** Opening THE DATA block **

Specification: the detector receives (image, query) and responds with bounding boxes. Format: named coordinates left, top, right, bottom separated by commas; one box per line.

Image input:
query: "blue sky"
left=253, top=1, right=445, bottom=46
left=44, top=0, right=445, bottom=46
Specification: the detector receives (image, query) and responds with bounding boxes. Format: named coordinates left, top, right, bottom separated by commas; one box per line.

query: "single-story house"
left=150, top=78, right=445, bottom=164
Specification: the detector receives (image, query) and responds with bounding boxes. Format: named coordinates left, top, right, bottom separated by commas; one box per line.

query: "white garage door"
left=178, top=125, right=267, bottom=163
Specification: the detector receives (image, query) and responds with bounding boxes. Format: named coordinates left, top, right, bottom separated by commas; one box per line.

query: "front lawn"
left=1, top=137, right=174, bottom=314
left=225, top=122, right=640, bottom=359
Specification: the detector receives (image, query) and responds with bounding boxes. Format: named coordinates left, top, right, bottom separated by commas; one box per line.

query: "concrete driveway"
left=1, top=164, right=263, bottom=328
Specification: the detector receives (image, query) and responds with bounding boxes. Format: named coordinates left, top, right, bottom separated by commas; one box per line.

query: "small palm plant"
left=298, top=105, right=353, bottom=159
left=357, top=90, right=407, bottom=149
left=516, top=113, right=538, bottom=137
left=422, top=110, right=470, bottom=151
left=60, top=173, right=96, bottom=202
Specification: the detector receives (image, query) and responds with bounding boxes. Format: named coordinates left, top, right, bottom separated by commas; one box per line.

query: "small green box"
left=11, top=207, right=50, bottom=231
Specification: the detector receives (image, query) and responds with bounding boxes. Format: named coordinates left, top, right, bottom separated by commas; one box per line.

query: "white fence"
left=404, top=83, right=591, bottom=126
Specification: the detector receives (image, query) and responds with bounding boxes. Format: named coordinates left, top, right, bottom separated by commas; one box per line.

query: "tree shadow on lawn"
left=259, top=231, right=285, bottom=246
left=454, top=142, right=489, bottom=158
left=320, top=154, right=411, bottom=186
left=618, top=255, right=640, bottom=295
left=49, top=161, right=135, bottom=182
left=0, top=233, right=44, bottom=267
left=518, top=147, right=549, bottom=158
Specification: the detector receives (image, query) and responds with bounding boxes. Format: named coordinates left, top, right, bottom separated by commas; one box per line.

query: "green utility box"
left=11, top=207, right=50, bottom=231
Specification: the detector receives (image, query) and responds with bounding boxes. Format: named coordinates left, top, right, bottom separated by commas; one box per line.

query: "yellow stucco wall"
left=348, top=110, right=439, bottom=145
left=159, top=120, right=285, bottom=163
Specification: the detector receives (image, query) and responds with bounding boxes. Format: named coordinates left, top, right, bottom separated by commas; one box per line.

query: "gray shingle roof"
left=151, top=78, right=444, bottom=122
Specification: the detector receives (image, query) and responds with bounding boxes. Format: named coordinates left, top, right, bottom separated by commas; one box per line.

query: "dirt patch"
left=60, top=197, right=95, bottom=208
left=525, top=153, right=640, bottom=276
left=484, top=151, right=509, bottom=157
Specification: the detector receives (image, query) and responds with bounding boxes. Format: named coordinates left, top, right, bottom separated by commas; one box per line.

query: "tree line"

** Closing THE DATA block **

Each entry must appear again in the answer exactly as written.

Specification: the detector receives (image, query) and responds with bounding boxes. Format: named coordinates left, top, right, bottom separated by commas; one box per line.

Image input:
query: "blue sky"
left=253, top=1, right=445, bottom=46
left=44, top=0, right=445, bottom=46
Specification: the detector receives (image, query) and responds with bounding boxes. Format: named coordinates left, top, right, bottom separated by commas; one box per line.

query: "single-story house"
left=150, top=78, right=445, bottom=164
Specification: the detector receives (image, query) and responds with bounding boxes. Format: named coordinates left, top, right, bottom separated by commas; one box per line.

query: "white garage door"
left=178, top=125, right=267, bottom=163
Specification: the detector receives (image, query) and responds with bounding boxes. Format: named coordinates left, top, right, bottom separated by commas; one box per line.

query: "front lawn"
left=1, top=137, right=174, bottom=314
left=225, top=122, right=640, bottom=359
Specification: the detector receives (image, query) and responds with bounding boxes. Format: named coordinates left, top, right, bottom separated by commas; one box per line.

query: "concrete driveway"
left=1, top=164, right=263, bottom=328
Specification: the detector receives (image, query) and responds with bounding boxes. Format: named coordinates left, top, right, bottom separated by commas; one box per line.

query: "small palm plant"
left=298, top=105, right=353, bottom=159
left=357, top=90, right=407, bottom=149
left=516, top=113, right=538, bottom=137
left=422, top=110, right=470, bottom=151
left=60, top=173, right=96, bottom=202
Specification: the detector receives (image, query) and responds with bounding boxes. Format: named coordinates left, top, right, bottom separated by commas; one box per line.

query: "small green box"
left=11, top=207, right=50, bottom=231
Specification: the detector receives (image, query) and responds with bounding boxes. Format: named coordinates left, top, right, bottom separated by commas; one box per line.

query: "white fence"
left=404, top=83, right=591, bottom=126
Specification: the detector receives (image, query) and responds with bounding boxes. Format: named coordinates left, top, right, bottom separated by commas; one box per line.

query: "tree shadow on lawn"
left=259, top=231, right=285, bottom=246
left=454, top=142, right=489, bottom=158
left=320, top=154, right=411, bottom=186
left=618, top=255, right=640, bottom=295
left=49, top=161, right=135, bottom=182
left=0, top=233, right=44, bottom=267
left=518, top=147, right=549, bottom=158
Specification: the detector receives (image, query) and responds with bounding boxes. Format: named coordinates left, top, right, bottom separated by commas; one box per line.

query: "green utility box"
left=11, top=207, right=50, bottom=231
Specification: the detector receives (image, query) and responds with bounding boxes. Format: named coordinates left, top, right, bottom separated by commas; one box per line.

query: "yellow stucco wall"
left=348, top=110, right=439, bottom=145
left=159, top=120, right=285, bottom=163
Specification: the detector receives (image, query) and responds with bounding boxes. Format: named coordinates left, top, right, bottom separated by commas; one box per line.

query: "gray shingle roof"
left=151, top=78, right=444, bottom=122
Specification: the detector receives (image, query) and responds with bounding boxes. Format: named coordinates left, top, right, bottom separated by commas; one box per line.

query: "dirt patch"
left=60, top=197, right=95, bottom=208
left=525, top=153, right=640, bottom=276
left=484, top=151, right=509, bottom=157
Specification: the detector receives (image, query) and responds with bounding boxes. Format: named coordinates left, top, right, bottom separated by commas; one box per line.

query: "tree line"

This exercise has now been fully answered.